What are the lines, written out exactly, from the one containing "Mark every instance of the paper airplane" to the end of the entries below? Include both ends and nothing more.

# DATA SUPPLIED
****************************************
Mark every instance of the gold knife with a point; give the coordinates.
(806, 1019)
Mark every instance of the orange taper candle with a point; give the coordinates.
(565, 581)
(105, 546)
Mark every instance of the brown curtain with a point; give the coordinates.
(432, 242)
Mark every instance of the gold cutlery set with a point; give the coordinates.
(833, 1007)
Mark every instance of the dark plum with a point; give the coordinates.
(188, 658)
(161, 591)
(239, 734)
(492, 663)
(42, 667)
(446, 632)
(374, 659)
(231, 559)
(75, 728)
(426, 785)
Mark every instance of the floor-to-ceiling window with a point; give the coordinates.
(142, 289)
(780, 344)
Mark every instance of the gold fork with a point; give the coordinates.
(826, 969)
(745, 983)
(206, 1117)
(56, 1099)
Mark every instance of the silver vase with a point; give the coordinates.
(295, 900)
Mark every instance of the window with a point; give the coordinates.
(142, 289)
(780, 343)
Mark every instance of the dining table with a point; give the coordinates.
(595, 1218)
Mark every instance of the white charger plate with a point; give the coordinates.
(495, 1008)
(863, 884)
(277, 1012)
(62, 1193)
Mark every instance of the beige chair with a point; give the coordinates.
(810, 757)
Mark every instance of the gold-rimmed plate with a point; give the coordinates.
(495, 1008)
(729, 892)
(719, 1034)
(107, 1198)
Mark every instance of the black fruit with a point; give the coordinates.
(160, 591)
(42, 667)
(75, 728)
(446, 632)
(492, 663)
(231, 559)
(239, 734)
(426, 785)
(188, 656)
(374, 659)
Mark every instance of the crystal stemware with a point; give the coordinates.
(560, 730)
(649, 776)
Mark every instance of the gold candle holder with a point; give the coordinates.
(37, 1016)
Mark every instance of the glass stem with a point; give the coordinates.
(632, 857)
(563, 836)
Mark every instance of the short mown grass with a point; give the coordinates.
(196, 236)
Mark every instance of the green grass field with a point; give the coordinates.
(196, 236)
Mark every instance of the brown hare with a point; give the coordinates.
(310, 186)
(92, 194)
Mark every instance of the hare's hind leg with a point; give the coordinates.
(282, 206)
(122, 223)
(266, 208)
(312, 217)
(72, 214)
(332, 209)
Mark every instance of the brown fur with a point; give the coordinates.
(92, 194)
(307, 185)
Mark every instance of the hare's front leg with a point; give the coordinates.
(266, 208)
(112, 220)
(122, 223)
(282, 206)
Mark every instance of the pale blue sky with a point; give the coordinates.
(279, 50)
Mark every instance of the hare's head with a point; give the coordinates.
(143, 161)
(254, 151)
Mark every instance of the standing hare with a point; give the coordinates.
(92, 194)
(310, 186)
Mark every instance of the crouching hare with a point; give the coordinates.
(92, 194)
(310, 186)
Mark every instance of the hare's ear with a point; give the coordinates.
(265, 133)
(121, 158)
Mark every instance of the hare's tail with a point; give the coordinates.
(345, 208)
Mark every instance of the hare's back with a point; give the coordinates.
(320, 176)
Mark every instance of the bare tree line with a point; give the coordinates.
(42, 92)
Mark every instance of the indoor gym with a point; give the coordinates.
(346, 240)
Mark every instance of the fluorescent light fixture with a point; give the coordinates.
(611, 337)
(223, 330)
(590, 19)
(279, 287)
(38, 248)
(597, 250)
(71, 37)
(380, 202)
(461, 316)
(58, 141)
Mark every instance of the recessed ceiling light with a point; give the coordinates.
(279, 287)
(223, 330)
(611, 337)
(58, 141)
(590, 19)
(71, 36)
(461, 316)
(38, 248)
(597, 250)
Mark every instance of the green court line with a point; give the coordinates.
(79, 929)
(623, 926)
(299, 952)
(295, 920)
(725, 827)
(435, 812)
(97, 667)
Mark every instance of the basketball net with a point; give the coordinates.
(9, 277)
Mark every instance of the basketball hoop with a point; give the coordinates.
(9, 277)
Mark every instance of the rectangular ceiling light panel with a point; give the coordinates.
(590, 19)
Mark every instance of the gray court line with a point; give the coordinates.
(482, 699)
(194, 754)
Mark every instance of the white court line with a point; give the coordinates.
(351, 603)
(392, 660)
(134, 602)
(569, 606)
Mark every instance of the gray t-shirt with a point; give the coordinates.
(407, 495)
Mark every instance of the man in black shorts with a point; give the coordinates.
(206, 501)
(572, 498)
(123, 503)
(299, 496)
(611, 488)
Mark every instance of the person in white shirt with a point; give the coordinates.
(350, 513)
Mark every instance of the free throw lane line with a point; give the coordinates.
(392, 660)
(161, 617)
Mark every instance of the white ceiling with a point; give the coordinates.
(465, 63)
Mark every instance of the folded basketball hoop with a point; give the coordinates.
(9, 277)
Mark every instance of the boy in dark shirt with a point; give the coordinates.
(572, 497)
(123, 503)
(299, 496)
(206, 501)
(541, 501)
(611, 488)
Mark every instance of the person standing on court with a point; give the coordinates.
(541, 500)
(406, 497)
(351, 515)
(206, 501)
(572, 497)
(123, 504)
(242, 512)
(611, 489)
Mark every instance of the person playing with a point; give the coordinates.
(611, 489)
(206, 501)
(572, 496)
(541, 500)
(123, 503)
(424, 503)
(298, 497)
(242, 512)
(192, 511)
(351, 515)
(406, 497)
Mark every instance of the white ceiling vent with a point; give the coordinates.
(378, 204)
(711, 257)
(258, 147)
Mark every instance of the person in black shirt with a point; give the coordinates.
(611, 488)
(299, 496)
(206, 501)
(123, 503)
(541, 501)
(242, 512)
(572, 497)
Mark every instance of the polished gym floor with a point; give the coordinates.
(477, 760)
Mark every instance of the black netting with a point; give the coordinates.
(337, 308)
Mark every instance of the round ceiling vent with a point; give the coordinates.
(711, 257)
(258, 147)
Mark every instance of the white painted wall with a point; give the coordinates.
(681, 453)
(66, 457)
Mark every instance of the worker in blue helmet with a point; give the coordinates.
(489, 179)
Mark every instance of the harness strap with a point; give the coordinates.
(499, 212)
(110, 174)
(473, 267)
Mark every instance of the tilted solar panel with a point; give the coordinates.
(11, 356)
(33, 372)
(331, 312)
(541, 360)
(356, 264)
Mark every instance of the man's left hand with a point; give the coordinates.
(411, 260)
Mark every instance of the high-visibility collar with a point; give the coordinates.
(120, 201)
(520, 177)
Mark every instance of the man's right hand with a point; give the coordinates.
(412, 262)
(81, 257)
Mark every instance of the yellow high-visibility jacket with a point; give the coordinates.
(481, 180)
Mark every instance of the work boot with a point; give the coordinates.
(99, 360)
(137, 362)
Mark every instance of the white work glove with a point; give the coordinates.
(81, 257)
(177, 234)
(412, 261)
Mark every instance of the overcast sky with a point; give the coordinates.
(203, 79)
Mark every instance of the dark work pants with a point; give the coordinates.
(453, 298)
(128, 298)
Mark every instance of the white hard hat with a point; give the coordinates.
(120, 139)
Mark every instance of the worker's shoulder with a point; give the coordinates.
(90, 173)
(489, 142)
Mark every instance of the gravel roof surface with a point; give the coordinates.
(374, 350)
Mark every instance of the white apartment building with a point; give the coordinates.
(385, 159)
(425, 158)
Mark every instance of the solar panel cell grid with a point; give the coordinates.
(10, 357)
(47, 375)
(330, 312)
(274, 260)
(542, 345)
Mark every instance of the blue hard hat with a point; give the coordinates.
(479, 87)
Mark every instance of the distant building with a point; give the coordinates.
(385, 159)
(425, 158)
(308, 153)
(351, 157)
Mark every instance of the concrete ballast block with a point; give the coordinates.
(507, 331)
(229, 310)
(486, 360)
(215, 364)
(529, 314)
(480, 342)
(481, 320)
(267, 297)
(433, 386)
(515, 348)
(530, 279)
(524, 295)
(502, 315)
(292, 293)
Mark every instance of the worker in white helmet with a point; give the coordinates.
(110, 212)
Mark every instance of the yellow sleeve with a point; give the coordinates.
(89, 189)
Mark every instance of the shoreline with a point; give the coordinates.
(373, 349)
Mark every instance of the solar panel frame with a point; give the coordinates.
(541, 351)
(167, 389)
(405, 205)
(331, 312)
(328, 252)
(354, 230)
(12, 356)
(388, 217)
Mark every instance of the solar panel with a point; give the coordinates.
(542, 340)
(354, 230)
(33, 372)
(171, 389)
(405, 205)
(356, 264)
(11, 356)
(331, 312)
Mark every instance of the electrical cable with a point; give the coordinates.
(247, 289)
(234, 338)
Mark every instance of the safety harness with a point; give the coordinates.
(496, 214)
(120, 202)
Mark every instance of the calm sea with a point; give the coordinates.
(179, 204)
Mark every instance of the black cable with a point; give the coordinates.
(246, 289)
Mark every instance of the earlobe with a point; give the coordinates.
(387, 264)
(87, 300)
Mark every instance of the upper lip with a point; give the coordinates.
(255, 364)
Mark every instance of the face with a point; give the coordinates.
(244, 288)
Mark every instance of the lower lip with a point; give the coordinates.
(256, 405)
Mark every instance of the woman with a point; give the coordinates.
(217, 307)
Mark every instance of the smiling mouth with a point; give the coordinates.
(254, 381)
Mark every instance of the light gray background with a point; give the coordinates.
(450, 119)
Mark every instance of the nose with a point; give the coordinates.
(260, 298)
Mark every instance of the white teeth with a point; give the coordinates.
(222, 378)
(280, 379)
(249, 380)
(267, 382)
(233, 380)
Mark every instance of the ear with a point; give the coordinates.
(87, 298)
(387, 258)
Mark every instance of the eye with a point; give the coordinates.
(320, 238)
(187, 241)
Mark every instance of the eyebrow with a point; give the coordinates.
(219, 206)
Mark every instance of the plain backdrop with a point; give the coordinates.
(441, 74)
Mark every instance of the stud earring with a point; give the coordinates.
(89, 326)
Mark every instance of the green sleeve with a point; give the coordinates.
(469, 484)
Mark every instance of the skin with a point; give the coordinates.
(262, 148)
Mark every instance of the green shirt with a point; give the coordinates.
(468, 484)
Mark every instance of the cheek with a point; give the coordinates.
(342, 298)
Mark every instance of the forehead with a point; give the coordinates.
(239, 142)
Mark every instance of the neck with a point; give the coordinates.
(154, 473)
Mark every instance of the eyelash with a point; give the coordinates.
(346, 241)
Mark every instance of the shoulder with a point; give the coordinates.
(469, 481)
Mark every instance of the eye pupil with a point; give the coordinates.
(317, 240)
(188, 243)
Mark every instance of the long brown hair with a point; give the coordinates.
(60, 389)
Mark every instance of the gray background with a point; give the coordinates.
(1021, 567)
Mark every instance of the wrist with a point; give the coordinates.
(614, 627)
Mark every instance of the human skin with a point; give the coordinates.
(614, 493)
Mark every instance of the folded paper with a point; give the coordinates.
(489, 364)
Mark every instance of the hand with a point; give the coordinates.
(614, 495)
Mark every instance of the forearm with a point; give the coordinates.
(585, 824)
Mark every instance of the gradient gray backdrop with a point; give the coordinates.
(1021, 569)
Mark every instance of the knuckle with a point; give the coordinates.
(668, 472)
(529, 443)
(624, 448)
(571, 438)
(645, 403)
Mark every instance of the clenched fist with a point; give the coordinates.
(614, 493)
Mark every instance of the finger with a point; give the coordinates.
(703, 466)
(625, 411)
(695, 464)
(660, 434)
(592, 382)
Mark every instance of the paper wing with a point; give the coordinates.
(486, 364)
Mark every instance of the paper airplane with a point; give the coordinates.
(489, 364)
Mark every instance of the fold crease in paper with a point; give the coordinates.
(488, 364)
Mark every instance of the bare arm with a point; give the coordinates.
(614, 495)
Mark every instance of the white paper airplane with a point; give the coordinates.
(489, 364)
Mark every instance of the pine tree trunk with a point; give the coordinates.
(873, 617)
****************************************
# ANSWER SPACE
Mark every instance of the paper airplane with a point; give the coordinates.
(489, 364)
Mark every instance of the fold crease in paper with a point; give the coordinates.
(488, 364)
Mark every instance of the bare arm with a point; give the coordinates.
(614, 495)
Mark every instance of the white paper airplane with a point; give the coordinates.
(489, 364)
Mark every instance of the pine tree trunk with a point; give the coordinates.
(873, 617)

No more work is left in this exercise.